▶ 抜粋本文
· · · · ·
「ビオトープ米」とは?アイチョイスと考える自然環境を守る取り組み

みなさんは、ビオトープ米をご存じですか?

ビオトープ米は、有機の田んぼを拡げる取り組みとして栽培しているお米です。
 

今回はビオトープ米を知らない方に向けて解説していきますね。

少しでもビオトープ米の良さを知ってもらえるきっかけとなればうれしいです。

ビオトープ米とは

ビオトープとは、自然保護のあり方を示すドイツの概念で、生物が自然な状態で生育している空間です。

また、生物が住みやすいように環境を整えることを指す場合もあります。 

 

ビオトープ米プロジェクトは、お米づくりを通して有機の田んぼ(農薬不使用)を拡げる取り組みです。
有機の田んぼを拡げる取り組みが進めば、自然環境を改善することにもつながります。

さらにわたしたちも安全でおいしいお米を食べることができるといったメリットも。
· · · · ·
▶ 資料
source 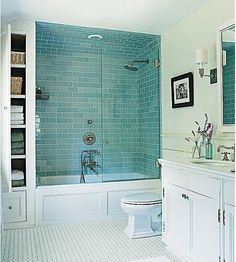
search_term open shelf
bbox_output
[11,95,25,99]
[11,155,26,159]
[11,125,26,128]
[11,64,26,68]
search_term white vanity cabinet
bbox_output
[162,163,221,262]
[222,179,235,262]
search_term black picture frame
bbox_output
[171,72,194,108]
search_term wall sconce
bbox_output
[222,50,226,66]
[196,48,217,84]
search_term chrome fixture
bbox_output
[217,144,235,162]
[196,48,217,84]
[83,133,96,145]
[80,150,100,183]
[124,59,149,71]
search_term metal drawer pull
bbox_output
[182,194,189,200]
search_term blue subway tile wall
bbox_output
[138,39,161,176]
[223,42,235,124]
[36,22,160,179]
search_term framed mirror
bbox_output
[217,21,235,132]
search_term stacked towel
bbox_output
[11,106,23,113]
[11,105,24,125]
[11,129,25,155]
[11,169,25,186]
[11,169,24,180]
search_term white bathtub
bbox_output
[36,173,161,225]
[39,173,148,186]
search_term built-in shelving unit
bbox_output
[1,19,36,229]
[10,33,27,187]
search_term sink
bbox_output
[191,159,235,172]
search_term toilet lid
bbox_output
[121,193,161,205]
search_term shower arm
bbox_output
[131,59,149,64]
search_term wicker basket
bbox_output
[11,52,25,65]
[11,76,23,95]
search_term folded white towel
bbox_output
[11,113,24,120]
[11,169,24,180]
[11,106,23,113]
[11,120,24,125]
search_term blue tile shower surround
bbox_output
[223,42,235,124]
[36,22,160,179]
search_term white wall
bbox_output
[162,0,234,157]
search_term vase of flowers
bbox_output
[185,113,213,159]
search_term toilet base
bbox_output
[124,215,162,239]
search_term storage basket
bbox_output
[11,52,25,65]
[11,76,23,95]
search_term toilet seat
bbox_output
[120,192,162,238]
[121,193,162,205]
· · · · ·
▶ 課題
ビオトープ米の文章のうち、「ビオトープとは、自然保護のあ」から「有機の田んぼを拡げる取り組みが進めば、自然環境を改善することにもつながります。」までを一字も変えずに書き写してください。 上の記録は、ビオトープ米の文章とは関係がありません。

▶ 解答
ビオトープとは、自然保護のあり方を示すドイツの概念で、生物が自然な状態で生育している空間です。

また、生物が住みやすいように環境を整えることを指す場合もあります。 

 

ビオトープ米プロジェクトは、お米づくりを通して有機の田んぼ(農薬不使用)を拡げる取り組みです。
有機の田んぼを拡げる取り組みが進めば、自然環境を改善することにもつながります。